* [EXERCISE OBJECTIVE]
From the forum discussion about Lists and Arrays, write out the passage that starts at the words "Henrik Böving (Feb" and ends after the words "called the cache.".

* [PAGE TEXT]
######

Damiano Testa (Feb 08 2023 at 22:35):

(again, the picture is a courtesy of awk.)

Patrick Massot (Feb 08 2023 at 22:35):

Damiano Testa said:

Also, I realize that this is something that you are probably very used to, but to me, the fact that using Lists, Arrays or HashMaps can have significant impact on performance is eye-opening.

We should really have a couple of mandatory computer science courses for all mathematicians. Quick quizz is: what did you think was the difference between List and Array?

Damiano Testa (Feb 08 2023 at 22:36):

Patrick: clearly the fact that one requires # to type, so it is slower... :face_palm:

Damiano Testa (Feb 08 2023 at 22:37):

Also, I still do not know what the difference is, except that I now think that for performance I should use Array. I know that I cannot pattern-match on Array, though, so I avoid it...

Damiano Testa (Feb 08 2023 at 22:39):

On a more serious note, I strongly agree with your assertion, Patrick. I have been trying to learn some computer science, but, as is obvious from this discussion, I have not learned much yet...

Patrick Massot (Feb 08 2023 at 22:42):

The issue is there way too many things that clearly everybody should learn. For instance I know there is a minimal amount of probability theory that every mathematician should know, but I'm very far below that minimum unfortunately.

Damiano Testa (Feb 08 2023 at 22:44):

And I also find that one of the hardest things is to realize that some knowledge is missing. In my code, I have been going back and forth between Lists and Arrays all the time and I now suspect that this makes my code very inefficient...

Damiano Testa (Feb 08 2023 at 22:45):

To me, the biggest difference between List and Array is that the defs/lemmas have different namespaces.

Henrik Böving (Feb 08 2023 at 22:45):

In general if you are doing lots of accesses to an Array thing you will see much much better results than when compared to a linked list. The reason for this is that a List has some start node and then that node points to some other node somewhere else in memory and that node point somewhere else etc. until you reach nil. So if you access a List by index you have two issues:

1. You have to traverse the list to get your element
2. In computer science we have the principle of locality. What this means is "if you access things that are close to each other in memory these accesses will be faster" due to a thing called the cache.

An array on the other hand gets rid off both of these disadvantages. it does this the following way: Unlike a linked list an array just starts somewhere in memory and then the elements are right next to it. This means that:

1. Access is constant in time because you can just add n * the size of your elements to get to the nth element in memory
2. If you have accesses that are close to each other or frequently access the same element you can expect this to be much much faster due to the cache.

There are a couple of other details that you have to keep in mind but this is the basics

In general what you can do is just: Try to remember the complexities (in computer science they are denoted with the big O notation) of common operations on your datastructures such as:

• insert
• lookup (by a key or an index)

######

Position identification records
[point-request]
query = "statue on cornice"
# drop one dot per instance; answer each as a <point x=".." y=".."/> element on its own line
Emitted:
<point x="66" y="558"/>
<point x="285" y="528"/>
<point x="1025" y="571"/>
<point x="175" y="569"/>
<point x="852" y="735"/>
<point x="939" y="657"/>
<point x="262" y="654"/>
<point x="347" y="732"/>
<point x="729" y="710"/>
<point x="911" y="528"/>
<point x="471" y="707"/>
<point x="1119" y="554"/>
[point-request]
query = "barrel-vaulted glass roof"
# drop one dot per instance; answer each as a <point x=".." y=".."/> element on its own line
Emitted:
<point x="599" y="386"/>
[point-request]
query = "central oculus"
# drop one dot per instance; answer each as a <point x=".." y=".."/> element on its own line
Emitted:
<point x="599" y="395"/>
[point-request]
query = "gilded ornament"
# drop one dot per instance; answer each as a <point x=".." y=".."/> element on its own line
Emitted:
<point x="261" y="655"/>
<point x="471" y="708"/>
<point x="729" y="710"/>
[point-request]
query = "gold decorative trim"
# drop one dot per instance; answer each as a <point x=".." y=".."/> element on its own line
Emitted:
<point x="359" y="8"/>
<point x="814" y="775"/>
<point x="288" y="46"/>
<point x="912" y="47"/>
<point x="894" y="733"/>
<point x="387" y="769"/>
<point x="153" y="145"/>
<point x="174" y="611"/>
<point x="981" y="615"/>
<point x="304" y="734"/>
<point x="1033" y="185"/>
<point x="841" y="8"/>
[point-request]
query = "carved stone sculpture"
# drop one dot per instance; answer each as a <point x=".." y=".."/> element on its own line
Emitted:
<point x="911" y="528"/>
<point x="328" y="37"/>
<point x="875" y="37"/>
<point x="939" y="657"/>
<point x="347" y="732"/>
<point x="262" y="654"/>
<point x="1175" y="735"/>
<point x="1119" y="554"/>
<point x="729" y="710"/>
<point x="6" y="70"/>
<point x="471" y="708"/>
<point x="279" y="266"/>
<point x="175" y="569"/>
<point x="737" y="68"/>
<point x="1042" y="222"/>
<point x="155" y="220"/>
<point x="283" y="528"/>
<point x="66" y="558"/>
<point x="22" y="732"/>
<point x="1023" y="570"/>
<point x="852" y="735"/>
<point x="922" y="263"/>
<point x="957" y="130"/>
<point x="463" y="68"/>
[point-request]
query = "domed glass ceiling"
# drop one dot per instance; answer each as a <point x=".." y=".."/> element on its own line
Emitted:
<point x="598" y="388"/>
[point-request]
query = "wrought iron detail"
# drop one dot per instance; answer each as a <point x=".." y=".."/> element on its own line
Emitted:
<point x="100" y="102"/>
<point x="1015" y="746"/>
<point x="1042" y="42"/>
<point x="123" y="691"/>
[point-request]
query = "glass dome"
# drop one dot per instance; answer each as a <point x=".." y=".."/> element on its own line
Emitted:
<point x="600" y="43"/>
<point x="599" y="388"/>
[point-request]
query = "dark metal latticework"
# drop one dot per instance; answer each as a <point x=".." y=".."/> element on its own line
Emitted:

######

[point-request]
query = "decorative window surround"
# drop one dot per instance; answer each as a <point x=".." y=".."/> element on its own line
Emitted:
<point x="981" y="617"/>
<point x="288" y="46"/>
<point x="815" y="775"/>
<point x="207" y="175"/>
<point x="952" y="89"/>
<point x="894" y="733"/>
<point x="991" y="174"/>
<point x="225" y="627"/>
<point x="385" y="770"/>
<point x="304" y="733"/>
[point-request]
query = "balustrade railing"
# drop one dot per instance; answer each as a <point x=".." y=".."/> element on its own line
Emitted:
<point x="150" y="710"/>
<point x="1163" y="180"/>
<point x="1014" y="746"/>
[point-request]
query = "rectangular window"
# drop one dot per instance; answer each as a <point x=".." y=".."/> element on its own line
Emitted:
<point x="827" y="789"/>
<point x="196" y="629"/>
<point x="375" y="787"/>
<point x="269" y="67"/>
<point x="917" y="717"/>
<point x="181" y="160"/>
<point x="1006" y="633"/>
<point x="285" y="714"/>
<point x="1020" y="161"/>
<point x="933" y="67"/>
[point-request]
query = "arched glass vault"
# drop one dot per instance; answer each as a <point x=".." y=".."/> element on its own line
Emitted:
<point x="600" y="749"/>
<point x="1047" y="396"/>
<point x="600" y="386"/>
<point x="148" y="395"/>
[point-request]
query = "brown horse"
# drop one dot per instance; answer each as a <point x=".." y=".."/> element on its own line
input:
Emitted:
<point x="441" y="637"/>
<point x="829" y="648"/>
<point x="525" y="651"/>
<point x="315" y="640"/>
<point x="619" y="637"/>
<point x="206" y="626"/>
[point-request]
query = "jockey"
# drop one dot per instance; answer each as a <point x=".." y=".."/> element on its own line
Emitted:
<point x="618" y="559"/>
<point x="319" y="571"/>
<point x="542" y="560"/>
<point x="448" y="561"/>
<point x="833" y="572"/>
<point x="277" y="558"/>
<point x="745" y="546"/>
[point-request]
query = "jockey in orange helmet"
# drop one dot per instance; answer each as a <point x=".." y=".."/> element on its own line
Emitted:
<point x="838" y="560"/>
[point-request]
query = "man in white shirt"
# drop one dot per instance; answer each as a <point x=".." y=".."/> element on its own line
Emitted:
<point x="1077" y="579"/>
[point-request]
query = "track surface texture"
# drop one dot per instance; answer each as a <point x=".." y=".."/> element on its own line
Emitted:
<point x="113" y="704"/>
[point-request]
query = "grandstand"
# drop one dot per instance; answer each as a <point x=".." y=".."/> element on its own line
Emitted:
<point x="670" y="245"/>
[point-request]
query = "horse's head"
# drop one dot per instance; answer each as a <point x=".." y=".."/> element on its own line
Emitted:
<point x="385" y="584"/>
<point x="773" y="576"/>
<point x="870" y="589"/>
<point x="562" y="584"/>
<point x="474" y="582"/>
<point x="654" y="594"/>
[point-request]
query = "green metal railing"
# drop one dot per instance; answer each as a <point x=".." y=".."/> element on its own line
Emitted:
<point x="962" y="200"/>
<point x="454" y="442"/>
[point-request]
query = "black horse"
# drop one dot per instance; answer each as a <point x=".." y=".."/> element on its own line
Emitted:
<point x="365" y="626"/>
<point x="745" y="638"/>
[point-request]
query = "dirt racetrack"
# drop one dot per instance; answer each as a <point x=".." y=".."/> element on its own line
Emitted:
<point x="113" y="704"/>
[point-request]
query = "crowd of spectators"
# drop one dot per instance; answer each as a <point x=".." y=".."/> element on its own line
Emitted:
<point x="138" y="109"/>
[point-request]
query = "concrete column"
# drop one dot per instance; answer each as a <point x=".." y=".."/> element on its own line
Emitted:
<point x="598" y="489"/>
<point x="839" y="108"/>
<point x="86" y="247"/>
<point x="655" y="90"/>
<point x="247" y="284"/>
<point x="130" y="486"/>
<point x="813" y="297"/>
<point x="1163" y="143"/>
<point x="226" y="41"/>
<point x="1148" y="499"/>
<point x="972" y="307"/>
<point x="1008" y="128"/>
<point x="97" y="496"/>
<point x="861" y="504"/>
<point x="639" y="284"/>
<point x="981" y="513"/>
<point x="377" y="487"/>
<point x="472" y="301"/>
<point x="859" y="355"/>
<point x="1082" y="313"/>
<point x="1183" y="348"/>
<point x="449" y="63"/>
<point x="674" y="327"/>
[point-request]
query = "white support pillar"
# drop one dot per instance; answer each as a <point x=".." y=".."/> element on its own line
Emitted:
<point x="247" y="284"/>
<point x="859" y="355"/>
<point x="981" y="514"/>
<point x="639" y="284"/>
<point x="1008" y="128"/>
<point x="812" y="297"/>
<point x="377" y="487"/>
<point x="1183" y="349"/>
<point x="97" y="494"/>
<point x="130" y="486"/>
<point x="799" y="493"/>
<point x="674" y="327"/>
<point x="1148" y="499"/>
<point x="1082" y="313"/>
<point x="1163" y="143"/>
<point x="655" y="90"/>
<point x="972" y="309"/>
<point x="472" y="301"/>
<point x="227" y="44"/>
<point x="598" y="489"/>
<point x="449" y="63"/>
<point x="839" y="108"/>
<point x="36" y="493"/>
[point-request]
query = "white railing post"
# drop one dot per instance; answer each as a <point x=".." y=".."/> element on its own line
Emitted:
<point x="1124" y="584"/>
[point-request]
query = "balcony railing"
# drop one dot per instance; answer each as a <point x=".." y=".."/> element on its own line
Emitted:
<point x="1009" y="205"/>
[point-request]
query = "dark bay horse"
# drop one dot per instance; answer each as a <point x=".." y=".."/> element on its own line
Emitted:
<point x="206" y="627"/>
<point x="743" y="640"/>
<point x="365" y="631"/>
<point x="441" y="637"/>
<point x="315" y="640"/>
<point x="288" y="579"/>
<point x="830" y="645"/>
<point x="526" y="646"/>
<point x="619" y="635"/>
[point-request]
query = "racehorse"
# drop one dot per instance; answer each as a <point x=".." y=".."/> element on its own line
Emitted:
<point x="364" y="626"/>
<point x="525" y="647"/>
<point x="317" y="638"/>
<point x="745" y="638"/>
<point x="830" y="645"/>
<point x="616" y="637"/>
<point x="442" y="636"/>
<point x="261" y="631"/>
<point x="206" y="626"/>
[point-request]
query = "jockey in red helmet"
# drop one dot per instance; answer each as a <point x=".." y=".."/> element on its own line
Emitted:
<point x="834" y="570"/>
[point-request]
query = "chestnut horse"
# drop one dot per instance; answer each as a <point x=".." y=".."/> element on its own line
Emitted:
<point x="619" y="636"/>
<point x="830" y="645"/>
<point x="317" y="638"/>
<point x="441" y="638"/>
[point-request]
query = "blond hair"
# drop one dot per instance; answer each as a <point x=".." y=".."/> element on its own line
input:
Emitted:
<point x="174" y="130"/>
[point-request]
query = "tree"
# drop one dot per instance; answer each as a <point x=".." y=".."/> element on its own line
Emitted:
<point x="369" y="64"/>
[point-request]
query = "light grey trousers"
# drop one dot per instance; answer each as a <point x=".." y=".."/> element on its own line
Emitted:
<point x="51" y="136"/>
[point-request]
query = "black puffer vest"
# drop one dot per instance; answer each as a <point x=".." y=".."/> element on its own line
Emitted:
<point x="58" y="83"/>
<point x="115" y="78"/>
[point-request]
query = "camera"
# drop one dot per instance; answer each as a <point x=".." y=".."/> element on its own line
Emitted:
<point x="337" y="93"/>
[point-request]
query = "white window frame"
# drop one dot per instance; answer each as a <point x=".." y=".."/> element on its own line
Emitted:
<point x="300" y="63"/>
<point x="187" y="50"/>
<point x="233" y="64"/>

######

* [WRITTEN ANSWER]
Henrik Böving (Feb 08 2023 at 22:45):

In general if you are doing lots of accesses to an Array thing you will see much much better results than when compared to a linked list. The reason for this is that a List has some start node and then that node points to some other node somewhere else in memory and that node point somewhere else etc. until you reach nil. So if you access a List by index you have two issues:

1. You have to traverse the list to get your element
2. In computer science we have the principle of locality. What this means is "if you access things that are close to each other in memory these accesses will be faster" due to a thing called the cache.